What the exercise asks: The data below should be printed in full, exactly, and without any of its images.

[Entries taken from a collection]
☆ ☆ ☆

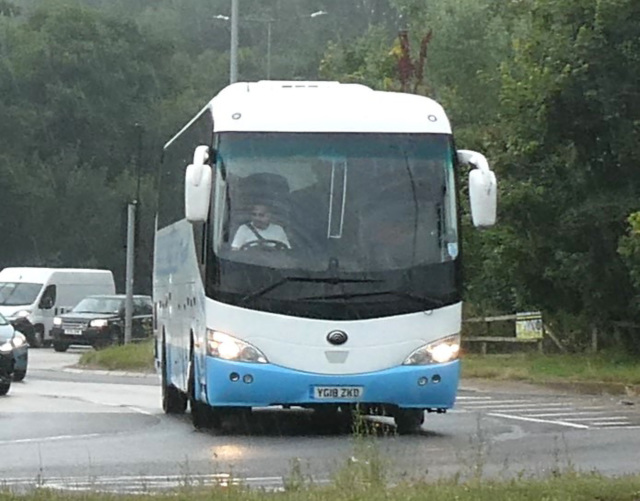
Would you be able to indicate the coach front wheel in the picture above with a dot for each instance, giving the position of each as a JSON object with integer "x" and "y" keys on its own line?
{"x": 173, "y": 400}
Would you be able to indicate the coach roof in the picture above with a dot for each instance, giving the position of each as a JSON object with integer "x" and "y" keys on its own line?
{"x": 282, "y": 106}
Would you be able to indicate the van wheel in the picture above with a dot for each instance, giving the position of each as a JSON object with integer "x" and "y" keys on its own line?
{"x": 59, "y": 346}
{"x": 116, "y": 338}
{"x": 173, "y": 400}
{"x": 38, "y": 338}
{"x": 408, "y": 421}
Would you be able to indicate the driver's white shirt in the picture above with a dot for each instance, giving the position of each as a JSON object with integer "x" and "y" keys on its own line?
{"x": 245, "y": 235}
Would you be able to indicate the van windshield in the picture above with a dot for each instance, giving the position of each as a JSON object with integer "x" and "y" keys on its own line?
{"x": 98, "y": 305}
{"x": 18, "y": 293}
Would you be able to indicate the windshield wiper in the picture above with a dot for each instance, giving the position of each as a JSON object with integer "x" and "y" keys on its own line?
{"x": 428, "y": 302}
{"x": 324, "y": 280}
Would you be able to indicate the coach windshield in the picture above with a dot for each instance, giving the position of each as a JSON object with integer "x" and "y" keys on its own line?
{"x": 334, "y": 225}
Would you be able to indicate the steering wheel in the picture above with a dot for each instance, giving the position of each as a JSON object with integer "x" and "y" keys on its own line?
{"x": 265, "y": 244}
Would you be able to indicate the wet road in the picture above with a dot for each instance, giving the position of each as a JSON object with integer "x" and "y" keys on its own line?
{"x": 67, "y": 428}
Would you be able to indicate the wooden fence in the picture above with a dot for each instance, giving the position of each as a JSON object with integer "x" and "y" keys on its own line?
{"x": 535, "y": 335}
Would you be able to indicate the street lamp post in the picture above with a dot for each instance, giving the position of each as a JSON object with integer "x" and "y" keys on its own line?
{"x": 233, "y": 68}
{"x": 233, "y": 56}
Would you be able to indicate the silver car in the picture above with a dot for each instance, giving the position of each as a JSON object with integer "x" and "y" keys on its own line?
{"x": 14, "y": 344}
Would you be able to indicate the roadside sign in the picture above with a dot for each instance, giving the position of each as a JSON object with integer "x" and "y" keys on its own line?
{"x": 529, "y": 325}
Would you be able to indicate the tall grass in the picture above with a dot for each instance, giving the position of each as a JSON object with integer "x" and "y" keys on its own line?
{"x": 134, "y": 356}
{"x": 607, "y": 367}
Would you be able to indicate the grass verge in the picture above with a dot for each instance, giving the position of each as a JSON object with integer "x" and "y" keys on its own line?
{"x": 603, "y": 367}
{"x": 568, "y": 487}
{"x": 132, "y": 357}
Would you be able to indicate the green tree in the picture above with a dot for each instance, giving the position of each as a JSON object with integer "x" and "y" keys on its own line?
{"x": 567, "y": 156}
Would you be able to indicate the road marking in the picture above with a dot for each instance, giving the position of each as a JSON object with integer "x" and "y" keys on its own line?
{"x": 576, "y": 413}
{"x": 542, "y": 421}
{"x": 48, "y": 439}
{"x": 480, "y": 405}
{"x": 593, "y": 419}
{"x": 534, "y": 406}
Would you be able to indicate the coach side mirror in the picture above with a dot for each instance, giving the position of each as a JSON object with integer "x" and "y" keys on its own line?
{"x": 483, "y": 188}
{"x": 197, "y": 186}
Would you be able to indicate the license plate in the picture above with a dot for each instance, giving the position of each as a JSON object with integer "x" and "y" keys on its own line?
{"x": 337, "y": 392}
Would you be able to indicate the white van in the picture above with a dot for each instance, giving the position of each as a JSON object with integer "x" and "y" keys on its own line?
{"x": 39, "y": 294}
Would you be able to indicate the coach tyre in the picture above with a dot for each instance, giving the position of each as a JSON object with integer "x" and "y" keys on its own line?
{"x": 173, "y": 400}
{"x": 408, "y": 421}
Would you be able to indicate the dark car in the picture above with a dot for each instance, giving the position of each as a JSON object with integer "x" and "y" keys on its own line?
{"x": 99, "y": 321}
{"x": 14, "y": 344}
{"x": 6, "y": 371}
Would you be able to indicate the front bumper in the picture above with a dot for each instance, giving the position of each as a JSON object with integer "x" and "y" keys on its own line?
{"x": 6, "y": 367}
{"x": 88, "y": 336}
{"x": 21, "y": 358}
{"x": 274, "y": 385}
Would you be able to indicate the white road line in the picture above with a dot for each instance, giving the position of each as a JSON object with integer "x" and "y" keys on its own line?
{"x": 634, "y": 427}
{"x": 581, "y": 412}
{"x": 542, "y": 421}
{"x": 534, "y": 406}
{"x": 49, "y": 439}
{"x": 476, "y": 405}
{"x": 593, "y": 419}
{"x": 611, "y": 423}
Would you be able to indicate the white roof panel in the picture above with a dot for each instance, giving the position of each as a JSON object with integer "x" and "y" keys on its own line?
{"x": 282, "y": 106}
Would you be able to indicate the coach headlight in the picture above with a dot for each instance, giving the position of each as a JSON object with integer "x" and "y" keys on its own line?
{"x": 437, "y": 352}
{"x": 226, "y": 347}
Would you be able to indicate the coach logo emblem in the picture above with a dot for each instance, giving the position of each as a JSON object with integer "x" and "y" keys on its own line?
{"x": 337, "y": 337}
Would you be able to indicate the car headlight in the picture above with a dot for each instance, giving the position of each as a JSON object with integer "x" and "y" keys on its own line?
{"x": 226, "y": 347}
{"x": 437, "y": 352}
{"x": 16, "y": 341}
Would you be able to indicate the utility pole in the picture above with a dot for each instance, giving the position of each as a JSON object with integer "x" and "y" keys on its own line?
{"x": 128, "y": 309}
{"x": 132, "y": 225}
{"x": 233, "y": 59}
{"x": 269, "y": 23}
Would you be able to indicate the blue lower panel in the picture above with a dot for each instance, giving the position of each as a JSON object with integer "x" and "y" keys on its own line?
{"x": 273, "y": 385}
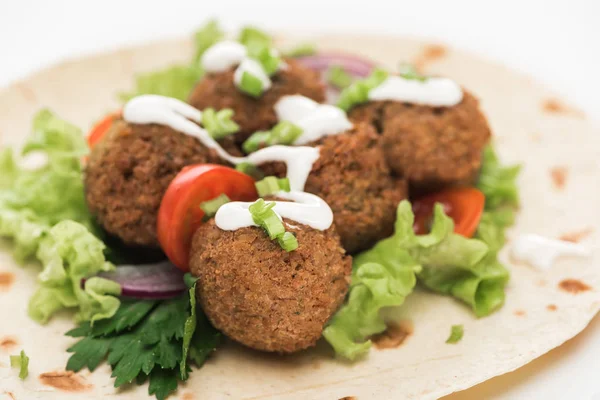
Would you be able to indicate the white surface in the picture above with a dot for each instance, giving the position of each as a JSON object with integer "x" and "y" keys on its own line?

☆ ☆ ☆

Result below:
Would you be able to indicate the coach front wheel in the picture above with a dot for each instance, giving the position of each as a JSON object with integer "x" and "y" keys on its own line?
{"x": 173, "y": 400}
Would you be able to indicate the coach roof in the picture above with a dot for each instance, giving the position of each as a JSON object with integer "x" and "y" keys on its own line?
{"x": 282, "y": 106}
Would you be able to indicate the van wheel in the picture above with a dot for each instance, giving the position of each as a JSON object with integer "x" and "y" keys on its own line?
{"x": 59, "y": 346}
{"x": 116, "y": 338}
{"x": 173, "y": 400}
{"x": 38, "y": 338}
{"x": 408, "y": 421}
Would you be able to indicate the driver's white shirt in the picture above with a dot for each instance, giving the position of each as a JSON object with integer "x" and "y" keys on its own line?
{"x": 245, "y": 235}
Would you be able to indicate the van windshield in the picture above with a dot for each instance, giving the position of each as a JSON object with integer "x" and "y" keys on its own line?
{"x": 98, "y": 305}
{"x": 18, "y": 293}
Would you be able to indicate the windshield wiper in the picture above with a dot for each instance, giving the position of each as a JSON object with integer "x" and "y" keys on its own line?
{"x": 428, "y": 302}
{"x": 324, "y": 280}
Would you be able to indicate the coach windshield in the picture above with a dot for each instance, giving the position of each as a JSON object with integer "x" and "y" keys on its own line?
{"x": 334, "y": 225}
Would you be able to indicate the steering wheel in the picture above with a dot for each instance, giving the position of each as a JSON object with integer "x" and "y" keys on its own line?
{"x": 265, "y": 244}
Would you be able to indicate the wet road in the picture above with a dot for each instance, giving the position of each as a JSON object with integer "x" and "y" keys on its own line?
{"x": 67, "y": 428}
Would you be able to indicate the wooden fence in the picture above with a dot for each instance, giving the position of each as a JSON object with integer "x" and "y" keys on its own line?
{"x": 535, "y": 335}
Would you be able to indicate the street lamp post in the picture above with a dot for each instance, giving the position of each as a JSON object with integer "x" and "y" keys on its own line?
{"x": 233, "y": 68}
{"x": 233, "y": 56}
Would you be able to indicate the silver car in the picture above with a dot for each instance, giving the position of each as a JSON object with integer "x" and "y" keys on its own line?
{"x": 14, "y": 344}
Would you be able to indicate the roadside sign in the picture above with a dot for each instance, giving the position of each as a JSON object with integer "x" and "y" keys on its own line?
{"x": 529, "y": 325}
Would you be able to indicate the tall grass in the picture above with a dot for each instance, giving the position of each as a JSON object with integer "x" and "y" keys on its own line?
{"x": 134, "y": 356}
{"x": 607, "y": 367}
Would you be able to indicate the grass verge in the picture above with a dot for each instance, giving the position of each as a JSON object with integer "x" and "y" keys on its own line?
{"x": 603, "y": 367}
{"x": 568, "y": 487}
{"x": 132, "y": 357}
Would you be able to indicate the green tree in the picture above with a dot for each instance, giving the position of each as a JSON object with integer "x" and "y" keys on its own line?
{"x": 567, "y": 156}
Would you be able to indicate the road marking in the picture above with a dot for each instance, giving the position of each as a JSON object with integer "x" and "y" keys on its own line?
{"x": 576, "y": 413}
{"x": 542, "y": 421}
{"x": 48, "y": 439}
{"x": 480, "y": 405}
{"x": 593, "y": 419}
{"x": 534, "y": 406}
Would you be able to indicate the coach side mirror in the picture above with a dot for each instance, giving the position of each as a JSON object with integer "x" and "y" keys on its own line?
{"x": 483, "y": 188}
{"x": 197, "y": 186}
Would you be able to indicate the license plate in the picture above with a dot for each instance, giving the position of each as a JSON object with integer "x" and "y" keys on its own line?
{"x": 337, "y": 392}
Would you be able to indicate the white van in the picture above with a dot for each instance, giving the position of each as a JSON object with integer "x" and "y" keys on its own line?
{"x": 39, "y": 294}
Would you be able to indicate the coach tyre in the picture above with a dot for each instance, giving the position of each as a JSON object with integer "x" and "y" keys on its own line?
{"x": 173, "y": 400}
{"x": 408, "y": 421}
Would you be able to indicate the dark car in the picture above with a dot for each instance, giving the position of each as a JSON object with integer "x" and "y" keys on its own line?
{"x": 99, "y": 321}
{"x": 14, "y": 344}
{"x": 6, "y": 371}
Would you be able to indicate the front bumper in the picture above with a dot for each instance, giving the position of each as a JSON object with integer "x" and "y" keys on its own line?
{"x": 6, "y": 367}
{"x": 88, "y": 336}
{"x": 21, "y": 358}
{"x": 274, "y": 385}
Would you be able to indicate the white road line in the picture above with a dot for each instance, giving the position of each as a JSON object with integer "x" and "y" keys on its own line?
{"x": 634, "y": 427}
{"x": 581, "y": 412}
{"x": 542, "y": 421}
{"x": 534, "y": 406}
{"x": 49, "y": 439}
{"x": 476, "y": 405}
{"x": 593, "y": 419}
{"x": 611, "y": 423}
Would you be able to indicate the white roof panel in the picture above with a dot for each instance, giving the position of each as a JSON object with integer "x" and "y" keys on its own line?
{"x": 282, "y": 106}
Would you be able to indicate the coach headlight in the picture above with a dot for each instance, giving the position of each as a JSON object with integer "x" and "y" keys on its own line?
{"x": 437, "y": 352}
{"x": 226, "y": 347}
Would you be able to indicate the coach logo emblem in the picture above with a dot for each instance, giving the position of each as a JSON object with integer "x" and "y" keys on its own line?
{"x": 337, "y": 337}
Would you be able to indicate the car headlight in the picture above with a dot for each instance, giving the position of each as a JSON object with integer "x" and "y" keys on its own line?
{"x": 226, "y": 347}
{"x": 437, "y": 352}
{"x": 16, "y": 341}
Would you be able to indicate the utility pole in the picture above with a dot for each instance, giving the position of each as a JSON object with integer "x" and "y" keys on its own line?
{"x": 128, "y": 309}
{"x": 132, "y": 225}
{"x": 233, "y": 59}
{"x": 269, "y": 23}
Would you be able to indicate the blue lower panel in the picture above with a dot for each instance, giving the position of each as a JSON object with integer "x" and "y" keys on its own line?
{"x": 273, "y": 385}
Would you be able to indicate the white surface in the picture above with a dot for each instance, giving the position of each as a JSON object with integer "x" and "y" keys on its own line?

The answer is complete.